Artificial Intelligence Algorithm Discovers New Antibiotic

[Shenandoah]

This is really fascinating news. A group of scientists have discovered a new powerful antibiotic by using artificial intelligence. The really cool part is that this new antibiotic seems to be effective even to some drug-resistant bacteria. The fact that more and more bacterias are growing resistant to antibiotics is definitely not news as we've been aware of this for quite some time now, and this new antibiotic seems very promising.

Although they didn't provide much information on the model, they did say that the model they employed was a deep-learning one. I wonder what's in store for the future as we continue finding new ways to apply artificial intelligence to the area of health.

Source: https://www.sciencedaily.com/releases/2020/02/200220141748.htm

 

[Space Pirate]

Read about it on arstechnica https://arstechnica.com/science/2020/02/a-neural-network-picks-promising-antibiotics-out-of-a-library-of-chemicals/ some interesting stuff.

arstechnica:

But most of the attention was given to a molecule they're calling halicin (according to a press release, in honor of 2001's AI, HAL 9000). Halicin was originally developed to target a human protein in the hopes it would help treat diabetes. Given that background, we shouldn't be surprised that halicin doesn't look anything like known antibiotics. (This was true for most of the molecules identified in the various screens.)

Halicin was effective against a wide variety of bacterial species (although not all) and is effective against known drug-resistant strains. The researchers also created wound infections that they successfully treated with halicin. It also cleared up C. diff infections, a common cause of drug-resistant digestive-tract problems. Critically, halicin also killed cells that weren't undergoing cell division—going quiet is a way that many bacteria manage to survive antibiotic treatments.

The researchers decided to find out how halicin worked by evolving a resistant strain. Amazingly, they didn't manage to do so, which is obviously a positive. So instead, they looked at the genes that were active in bacteria exposed to halicin. These provided a hint as to how halicin works: by interfering with the balance of protons within the cell. Bacteria normally use their energy to pump protons out of the cell, using their return to drive the production of ATP and move the flagella that propel them through water. With halicin present, the protons make their way back inside the cell without doing anything useful.

Time will tell if it shows promise in human trials.

DATA SECTION:
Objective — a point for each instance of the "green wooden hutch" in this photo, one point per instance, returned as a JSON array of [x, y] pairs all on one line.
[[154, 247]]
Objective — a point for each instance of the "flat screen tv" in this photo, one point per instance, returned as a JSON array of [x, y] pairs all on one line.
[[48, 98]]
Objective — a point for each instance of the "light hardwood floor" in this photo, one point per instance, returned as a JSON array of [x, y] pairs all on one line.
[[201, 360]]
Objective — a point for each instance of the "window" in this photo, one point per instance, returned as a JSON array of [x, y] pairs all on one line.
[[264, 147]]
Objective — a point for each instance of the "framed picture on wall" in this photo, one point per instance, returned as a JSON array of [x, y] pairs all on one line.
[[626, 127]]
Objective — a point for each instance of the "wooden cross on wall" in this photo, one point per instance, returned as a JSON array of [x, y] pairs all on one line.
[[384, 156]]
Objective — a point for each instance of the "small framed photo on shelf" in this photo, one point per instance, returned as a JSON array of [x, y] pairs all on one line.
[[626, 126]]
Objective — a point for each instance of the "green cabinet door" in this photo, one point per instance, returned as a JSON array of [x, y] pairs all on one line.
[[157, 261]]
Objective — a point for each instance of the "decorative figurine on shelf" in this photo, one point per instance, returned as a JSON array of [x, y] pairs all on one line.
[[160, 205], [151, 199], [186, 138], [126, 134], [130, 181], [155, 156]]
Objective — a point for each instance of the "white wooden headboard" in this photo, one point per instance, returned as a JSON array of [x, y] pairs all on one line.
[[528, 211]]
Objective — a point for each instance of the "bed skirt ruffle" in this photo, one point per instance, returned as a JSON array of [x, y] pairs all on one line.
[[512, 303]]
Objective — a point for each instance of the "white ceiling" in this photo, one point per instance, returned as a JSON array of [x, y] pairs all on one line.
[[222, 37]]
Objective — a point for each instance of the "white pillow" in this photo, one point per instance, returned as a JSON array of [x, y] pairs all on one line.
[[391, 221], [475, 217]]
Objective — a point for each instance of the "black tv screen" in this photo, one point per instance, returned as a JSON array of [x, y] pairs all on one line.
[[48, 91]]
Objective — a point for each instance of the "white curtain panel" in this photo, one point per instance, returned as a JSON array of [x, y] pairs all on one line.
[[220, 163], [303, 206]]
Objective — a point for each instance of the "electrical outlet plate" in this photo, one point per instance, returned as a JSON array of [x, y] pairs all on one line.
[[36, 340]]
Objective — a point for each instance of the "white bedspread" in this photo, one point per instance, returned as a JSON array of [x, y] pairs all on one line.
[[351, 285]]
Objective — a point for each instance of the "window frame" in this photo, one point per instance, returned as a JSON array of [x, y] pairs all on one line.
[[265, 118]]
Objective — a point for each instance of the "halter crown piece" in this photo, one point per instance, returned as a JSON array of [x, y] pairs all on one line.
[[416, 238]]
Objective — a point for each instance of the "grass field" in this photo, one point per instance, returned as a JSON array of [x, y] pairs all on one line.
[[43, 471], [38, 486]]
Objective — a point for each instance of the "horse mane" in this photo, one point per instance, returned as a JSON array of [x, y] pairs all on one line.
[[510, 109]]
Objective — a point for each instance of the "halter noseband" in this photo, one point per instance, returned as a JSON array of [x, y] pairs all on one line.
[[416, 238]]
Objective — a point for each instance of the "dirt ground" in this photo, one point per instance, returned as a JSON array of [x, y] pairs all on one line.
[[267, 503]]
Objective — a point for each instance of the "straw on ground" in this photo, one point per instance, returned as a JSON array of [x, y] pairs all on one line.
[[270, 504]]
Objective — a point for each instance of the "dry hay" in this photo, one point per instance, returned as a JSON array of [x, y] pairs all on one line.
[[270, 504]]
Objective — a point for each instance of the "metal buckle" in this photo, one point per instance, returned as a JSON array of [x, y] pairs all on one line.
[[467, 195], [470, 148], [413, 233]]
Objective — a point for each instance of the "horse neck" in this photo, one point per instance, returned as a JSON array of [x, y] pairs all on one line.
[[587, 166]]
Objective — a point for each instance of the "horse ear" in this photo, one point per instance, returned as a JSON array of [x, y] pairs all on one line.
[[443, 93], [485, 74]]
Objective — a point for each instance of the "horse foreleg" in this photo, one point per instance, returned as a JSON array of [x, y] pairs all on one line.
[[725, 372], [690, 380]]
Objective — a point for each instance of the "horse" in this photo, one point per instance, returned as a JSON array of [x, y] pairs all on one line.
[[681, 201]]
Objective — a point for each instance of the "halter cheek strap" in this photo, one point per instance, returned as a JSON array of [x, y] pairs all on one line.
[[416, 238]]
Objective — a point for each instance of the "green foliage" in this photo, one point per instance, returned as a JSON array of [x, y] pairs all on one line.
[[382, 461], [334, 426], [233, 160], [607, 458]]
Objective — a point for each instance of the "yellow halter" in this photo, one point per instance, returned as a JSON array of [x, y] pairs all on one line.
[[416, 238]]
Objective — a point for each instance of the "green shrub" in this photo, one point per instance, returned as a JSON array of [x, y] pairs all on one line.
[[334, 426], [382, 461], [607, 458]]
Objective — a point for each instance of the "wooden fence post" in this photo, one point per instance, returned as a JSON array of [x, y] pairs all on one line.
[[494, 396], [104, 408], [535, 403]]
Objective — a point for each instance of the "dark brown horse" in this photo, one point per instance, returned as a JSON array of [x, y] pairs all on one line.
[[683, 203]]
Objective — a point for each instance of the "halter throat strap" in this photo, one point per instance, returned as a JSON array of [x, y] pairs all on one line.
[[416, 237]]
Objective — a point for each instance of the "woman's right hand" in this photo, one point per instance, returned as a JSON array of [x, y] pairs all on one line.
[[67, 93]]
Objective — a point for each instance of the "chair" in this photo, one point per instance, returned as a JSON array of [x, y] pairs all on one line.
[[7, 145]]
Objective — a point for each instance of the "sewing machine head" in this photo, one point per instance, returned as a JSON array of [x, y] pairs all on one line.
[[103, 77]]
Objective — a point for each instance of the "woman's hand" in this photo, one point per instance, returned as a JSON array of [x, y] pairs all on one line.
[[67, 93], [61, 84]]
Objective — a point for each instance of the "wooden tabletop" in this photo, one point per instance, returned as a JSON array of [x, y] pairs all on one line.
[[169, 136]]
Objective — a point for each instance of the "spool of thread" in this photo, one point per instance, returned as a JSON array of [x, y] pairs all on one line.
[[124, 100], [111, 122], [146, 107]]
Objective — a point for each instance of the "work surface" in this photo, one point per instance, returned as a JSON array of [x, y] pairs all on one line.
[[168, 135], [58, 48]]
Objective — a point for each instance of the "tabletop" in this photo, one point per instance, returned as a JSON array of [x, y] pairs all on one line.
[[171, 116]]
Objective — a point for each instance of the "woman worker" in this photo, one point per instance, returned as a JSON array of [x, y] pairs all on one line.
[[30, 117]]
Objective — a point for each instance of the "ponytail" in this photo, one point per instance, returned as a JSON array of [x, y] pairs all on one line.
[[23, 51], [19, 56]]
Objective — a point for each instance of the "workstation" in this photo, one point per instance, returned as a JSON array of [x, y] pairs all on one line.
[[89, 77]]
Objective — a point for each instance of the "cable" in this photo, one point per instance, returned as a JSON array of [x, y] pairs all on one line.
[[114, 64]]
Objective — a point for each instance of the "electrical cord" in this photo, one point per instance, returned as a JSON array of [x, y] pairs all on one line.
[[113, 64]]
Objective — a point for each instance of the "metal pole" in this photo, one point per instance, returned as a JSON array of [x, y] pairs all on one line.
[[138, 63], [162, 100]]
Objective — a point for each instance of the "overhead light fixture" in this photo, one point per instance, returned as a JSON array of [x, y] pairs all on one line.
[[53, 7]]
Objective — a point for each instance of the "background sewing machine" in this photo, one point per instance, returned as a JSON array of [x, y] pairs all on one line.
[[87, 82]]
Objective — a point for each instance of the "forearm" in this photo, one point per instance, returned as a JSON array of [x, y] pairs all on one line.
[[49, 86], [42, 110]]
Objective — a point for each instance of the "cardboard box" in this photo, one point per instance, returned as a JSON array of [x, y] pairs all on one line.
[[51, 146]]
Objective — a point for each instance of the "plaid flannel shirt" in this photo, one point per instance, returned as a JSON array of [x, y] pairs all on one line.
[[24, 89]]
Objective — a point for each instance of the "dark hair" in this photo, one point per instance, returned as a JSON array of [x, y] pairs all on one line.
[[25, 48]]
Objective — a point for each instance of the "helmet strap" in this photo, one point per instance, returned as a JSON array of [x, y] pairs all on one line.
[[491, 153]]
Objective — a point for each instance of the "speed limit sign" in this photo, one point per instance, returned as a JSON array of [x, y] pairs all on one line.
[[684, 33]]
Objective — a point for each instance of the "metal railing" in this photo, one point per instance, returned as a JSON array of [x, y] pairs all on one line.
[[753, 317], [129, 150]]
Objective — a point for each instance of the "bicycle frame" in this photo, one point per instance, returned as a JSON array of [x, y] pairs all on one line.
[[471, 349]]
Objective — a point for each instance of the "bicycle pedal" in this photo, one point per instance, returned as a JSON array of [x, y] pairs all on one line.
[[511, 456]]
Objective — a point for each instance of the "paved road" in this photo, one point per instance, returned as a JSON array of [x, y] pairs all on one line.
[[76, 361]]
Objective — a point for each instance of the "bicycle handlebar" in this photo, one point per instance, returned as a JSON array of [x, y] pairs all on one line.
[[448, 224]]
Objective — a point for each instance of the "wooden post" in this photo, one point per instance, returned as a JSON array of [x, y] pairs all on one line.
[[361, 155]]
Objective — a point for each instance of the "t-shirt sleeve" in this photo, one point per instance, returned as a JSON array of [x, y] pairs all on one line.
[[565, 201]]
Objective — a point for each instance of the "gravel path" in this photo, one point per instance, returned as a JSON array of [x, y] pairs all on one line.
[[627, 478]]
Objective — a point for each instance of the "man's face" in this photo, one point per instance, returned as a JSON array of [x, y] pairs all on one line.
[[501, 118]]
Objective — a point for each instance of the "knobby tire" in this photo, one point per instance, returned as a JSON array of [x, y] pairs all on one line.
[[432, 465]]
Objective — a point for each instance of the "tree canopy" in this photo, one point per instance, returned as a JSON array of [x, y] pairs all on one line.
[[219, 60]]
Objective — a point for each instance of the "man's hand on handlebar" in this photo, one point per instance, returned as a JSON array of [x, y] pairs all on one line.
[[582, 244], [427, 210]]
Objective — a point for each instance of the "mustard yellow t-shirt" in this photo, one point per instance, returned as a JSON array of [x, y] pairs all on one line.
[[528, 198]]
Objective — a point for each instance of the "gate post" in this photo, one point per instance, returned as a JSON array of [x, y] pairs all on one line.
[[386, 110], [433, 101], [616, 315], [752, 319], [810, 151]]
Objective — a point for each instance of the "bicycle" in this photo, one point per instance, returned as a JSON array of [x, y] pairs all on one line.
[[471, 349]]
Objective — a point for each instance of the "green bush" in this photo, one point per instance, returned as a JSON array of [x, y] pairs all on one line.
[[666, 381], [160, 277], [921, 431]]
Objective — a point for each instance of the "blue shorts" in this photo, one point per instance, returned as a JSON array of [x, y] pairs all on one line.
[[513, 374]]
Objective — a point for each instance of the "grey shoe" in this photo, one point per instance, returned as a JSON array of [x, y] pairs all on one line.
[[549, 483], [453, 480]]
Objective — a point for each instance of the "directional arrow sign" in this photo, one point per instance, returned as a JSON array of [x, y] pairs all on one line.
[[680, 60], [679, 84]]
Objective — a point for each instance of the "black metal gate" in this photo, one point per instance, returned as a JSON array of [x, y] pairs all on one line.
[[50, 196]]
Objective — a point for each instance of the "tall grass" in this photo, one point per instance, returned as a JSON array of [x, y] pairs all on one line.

YOUR INSTRUCTIONS: Transcribe the part of the forum thread about the AI-discovered antibiotic starting with "Although they didn't" and going on through "area of health.". The material has no connection to the forum thread about the AI-discovered antibiotic.

REPLY:
Although they didn't provide much information on the model, they did say that the model they employed was a deep-learning one. I wonder what's in store for the future as we continue finding new ways to apply artificial intelligence to the area of health.